>> BEGIN

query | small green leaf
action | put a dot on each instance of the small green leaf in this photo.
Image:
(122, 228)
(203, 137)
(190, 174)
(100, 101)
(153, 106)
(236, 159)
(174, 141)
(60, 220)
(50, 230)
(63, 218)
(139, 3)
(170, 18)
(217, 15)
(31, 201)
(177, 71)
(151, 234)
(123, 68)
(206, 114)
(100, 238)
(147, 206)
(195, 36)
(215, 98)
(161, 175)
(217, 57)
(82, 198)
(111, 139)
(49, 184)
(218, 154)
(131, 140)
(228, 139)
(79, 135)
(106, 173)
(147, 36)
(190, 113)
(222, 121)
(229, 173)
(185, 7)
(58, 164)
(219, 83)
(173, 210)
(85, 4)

>> END

▶ _Prompt_: Can you copy out the records again, swapping "small green leaf" for "dry brown leaf" wherever it occurs and leaving everything else the same?

▶ _Expected output_:
query | dry brown leaf
action | put a dot on each instance of the dry brown leaf in this photo.
Image:
(122, 228)
(203, 137)
(190, 174)
(100, 101)
(153, 106)
(236, 159)
(174, 141)
(60, 220)
(50, 230)
(63, 218)
(139, 3)
(170, 18)
(217, 15)
(31, 201)
(177, 71)
(151, 234)
(123, 68)
(206, 114)
(100, 238)
(147, 206)
(195, 36)
(215, 98)
(161, 175)
(217, 57)
(82, 198)
(111, 139)
(49, 184)
(218, 154)
(131, 140)
(228, 139)
(79, 135)
(106, 173)
(147, 36)
(190, 113)
(222, 121)
(229, 173)
(185, 7)
(58, 164)
(219, 83)
(173, 210)
(85, 4)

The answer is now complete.